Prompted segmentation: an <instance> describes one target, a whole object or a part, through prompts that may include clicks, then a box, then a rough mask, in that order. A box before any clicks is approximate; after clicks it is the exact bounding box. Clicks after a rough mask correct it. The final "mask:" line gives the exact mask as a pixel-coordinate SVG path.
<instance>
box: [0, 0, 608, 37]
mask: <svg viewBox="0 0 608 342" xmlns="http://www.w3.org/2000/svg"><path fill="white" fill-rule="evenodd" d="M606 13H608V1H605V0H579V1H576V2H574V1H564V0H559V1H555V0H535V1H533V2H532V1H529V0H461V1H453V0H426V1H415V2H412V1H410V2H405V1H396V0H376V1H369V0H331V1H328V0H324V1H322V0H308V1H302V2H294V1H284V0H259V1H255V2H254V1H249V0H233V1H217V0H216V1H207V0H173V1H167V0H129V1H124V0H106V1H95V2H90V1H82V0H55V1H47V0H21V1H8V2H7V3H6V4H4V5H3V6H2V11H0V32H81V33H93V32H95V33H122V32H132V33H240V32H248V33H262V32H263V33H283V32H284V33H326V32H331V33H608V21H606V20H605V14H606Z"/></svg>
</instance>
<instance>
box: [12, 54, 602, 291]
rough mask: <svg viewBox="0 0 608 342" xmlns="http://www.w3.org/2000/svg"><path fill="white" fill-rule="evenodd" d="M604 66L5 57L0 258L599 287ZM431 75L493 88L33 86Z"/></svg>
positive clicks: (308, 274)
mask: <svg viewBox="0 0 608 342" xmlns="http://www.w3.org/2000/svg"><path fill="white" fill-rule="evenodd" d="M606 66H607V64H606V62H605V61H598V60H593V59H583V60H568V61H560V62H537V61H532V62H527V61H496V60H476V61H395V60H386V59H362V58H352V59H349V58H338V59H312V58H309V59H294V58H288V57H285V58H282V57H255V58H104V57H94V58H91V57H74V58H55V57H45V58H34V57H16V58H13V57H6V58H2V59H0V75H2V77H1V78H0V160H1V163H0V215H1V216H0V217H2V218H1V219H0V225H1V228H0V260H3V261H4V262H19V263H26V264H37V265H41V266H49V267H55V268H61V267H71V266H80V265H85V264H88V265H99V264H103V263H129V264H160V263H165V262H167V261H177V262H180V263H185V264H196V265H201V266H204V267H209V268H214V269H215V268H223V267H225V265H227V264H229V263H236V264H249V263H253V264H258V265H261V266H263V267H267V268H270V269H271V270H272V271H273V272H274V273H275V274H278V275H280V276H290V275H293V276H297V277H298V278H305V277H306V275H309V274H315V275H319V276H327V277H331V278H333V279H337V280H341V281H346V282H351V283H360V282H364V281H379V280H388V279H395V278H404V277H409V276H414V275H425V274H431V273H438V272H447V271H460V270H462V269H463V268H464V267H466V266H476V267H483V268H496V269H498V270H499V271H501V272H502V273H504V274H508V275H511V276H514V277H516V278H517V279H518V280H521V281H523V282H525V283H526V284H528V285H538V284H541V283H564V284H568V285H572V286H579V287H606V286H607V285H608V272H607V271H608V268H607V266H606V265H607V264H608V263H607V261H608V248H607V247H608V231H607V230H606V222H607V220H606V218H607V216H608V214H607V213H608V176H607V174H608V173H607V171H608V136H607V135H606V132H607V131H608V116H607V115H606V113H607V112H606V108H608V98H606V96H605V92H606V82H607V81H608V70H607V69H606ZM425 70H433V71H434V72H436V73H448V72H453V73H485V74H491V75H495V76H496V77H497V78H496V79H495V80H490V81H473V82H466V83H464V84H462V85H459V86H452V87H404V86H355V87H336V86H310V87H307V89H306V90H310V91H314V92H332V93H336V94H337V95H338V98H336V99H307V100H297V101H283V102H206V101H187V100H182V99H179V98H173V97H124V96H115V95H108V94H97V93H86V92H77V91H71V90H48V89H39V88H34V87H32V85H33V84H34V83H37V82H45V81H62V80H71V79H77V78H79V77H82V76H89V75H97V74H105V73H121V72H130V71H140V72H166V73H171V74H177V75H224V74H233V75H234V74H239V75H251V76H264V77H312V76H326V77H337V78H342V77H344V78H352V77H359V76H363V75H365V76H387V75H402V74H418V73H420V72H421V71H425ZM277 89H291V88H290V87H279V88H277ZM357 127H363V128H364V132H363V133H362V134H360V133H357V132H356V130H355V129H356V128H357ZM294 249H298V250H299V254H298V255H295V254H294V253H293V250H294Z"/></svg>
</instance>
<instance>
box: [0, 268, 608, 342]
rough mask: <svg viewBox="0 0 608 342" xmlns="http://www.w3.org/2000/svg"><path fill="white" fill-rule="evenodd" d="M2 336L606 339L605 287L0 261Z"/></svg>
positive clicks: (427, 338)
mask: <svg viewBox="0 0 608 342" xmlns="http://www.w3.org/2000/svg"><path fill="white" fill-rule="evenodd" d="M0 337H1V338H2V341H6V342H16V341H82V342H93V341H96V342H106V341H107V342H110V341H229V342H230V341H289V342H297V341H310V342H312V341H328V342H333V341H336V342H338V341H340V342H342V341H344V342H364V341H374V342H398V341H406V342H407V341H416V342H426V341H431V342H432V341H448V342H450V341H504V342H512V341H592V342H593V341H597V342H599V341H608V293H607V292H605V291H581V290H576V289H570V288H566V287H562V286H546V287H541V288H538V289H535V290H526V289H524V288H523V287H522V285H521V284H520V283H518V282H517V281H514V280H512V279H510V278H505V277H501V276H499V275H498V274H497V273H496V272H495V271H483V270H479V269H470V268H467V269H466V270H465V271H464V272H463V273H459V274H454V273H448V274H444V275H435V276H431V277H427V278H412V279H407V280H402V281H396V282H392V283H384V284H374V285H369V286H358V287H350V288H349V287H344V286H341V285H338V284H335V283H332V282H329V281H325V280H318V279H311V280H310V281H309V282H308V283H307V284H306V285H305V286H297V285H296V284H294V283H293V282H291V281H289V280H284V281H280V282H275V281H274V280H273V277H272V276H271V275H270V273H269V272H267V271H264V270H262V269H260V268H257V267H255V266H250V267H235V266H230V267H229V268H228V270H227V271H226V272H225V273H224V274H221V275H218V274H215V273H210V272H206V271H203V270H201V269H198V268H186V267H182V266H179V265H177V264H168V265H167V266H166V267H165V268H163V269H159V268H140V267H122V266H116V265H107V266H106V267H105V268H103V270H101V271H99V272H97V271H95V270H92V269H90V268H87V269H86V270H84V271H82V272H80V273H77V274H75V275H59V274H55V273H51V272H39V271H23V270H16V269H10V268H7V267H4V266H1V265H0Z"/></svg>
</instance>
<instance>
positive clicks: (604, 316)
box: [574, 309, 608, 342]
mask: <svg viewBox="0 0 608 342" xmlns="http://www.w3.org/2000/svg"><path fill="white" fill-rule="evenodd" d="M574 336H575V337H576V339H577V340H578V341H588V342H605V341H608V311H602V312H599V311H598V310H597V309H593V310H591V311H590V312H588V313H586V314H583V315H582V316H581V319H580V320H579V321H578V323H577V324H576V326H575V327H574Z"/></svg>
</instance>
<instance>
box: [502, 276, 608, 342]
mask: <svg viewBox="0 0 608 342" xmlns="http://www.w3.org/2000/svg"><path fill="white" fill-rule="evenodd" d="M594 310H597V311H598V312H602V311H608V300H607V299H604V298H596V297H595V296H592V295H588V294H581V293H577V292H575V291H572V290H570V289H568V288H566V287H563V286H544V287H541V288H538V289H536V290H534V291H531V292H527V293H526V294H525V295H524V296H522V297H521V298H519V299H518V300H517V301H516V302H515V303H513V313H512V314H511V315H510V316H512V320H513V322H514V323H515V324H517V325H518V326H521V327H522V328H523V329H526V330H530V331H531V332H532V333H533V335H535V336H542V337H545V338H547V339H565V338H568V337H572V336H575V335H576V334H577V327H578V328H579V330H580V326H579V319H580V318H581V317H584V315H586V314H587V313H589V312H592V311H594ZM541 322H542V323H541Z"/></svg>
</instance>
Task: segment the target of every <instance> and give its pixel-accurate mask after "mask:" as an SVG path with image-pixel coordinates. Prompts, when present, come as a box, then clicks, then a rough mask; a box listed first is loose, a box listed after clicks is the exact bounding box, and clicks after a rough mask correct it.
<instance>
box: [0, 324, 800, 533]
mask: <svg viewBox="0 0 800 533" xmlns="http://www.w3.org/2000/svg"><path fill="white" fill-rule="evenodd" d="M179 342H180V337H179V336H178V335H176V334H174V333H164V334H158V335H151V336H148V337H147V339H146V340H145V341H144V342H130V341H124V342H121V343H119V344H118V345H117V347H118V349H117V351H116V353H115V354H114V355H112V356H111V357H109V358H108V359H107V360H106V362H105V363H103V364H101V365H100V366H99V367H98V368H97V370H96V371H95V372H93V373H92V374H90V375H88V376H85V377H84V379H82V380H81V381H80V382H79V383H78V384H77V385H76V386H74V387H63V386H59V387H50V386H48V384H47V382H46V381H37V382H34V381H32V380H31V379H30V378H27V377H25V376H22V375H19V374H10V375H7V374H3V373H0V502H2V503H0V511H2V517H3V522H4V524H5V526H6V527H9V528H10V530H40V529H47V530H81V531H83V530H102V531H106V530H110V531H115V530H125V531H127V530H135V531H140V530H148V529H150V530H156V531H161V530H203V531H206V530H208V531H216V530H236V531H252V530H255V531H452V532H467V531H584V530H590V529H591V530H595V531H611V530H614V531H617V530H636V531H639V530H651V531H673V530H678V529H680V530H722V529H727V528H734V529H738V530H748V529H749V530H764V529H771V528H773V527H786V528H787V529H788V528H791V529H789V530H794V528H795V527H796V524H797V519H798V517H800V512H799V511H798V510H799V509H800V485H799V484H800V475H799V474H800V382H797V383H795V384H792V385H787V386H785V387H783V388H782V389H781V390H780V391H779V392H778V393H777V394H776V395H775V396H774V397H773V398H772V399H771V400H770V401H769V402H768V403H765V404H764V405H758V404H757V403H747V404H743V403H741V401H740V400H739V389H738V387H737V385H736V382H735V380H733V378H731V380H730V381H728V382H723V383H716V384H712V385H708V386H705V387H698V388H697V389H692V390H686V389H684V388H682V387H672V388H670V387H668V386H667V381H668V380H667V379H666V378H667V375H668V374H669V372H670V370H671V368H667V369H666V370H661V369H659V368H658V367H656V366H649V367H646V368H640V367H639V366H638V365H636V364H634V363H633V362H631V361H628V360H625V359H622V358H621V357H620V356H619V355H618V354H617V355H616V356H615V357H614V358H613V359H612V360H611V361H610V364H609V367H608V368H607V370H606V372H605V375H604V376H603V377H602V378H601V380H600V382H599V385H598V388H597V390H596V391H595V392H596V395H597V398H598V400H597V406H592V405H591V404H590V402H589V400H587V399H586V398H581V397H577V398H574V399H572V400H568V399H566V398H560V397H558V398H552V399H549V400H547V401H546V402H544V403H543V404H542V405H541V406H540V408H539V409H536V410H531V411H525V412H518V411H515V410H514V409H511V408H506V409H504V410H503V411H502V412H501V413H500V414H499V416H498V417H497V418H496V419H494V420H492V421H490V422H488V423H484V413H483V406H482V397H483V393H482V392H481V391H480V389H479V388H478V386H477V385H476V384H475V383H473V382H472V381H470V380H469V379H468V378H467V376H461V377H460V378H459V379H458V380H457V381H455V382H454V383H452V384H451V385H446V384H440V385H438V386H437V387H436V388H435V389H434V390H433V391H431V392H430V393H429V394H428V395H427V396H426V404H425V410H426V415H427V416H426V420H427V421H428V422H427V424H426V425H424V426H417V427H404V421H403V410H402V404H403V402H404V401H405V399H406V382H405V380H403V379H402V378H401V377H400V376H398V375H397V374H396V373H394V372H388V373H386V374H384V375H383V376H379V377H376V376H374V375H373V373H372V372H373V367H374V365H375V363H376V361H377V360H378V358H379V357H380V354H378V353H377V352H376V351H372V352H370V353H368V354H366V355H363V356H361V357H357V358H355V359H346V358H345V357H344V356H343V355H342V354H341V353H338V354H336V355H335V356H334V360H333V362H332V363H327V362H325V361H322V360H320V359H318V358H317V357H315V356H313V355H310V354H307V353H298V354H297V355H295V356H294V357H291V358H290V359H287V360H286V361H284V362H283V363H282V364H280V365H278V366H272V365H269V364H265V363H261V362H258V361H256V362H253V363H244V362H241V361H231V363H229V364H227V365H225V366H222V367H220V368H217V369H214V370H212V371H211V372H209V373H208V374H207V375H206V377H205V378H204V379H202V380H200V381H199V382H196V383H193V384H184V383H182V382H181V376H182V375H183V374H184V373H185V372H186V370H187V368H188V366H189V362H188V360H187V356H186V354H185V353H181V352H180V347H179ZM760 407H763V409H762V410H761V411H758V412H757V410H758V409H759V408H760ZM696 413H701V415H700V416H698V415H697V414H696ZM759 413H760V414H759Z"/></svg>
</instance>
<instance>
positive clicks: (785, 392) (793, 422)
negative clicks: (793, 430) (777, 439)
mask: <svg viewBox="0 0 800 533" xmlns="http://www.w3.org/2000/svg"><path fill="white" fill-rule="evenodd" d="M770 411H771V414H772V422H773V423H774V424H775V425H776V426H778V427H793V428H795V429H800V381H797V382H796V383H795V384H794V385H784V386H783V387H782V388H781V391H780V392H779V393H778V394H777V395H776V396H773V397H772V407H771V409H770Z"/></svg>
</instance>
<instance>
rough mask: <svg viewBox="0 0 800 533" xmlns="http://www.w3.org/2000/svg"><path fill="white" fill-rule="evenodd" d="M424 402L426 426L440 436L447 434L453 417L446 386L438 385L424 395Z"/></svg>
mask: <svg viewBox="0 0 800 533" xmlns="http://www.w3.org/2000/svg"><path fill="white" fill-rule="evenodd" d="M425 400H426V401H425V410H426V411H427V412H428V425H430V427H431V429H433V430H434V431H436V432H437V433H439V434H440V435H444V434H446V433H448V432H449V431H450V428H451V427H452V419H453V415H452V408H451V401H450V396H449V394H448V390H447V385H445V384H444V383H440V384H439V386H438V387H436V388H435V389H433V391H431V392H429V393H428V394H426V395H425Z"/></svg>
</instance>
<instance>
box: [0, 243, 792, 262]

--- --- ---

**The problem**
How many lines of the records above contain the string "clicks"? Give only the number.

**Exercise solution**
7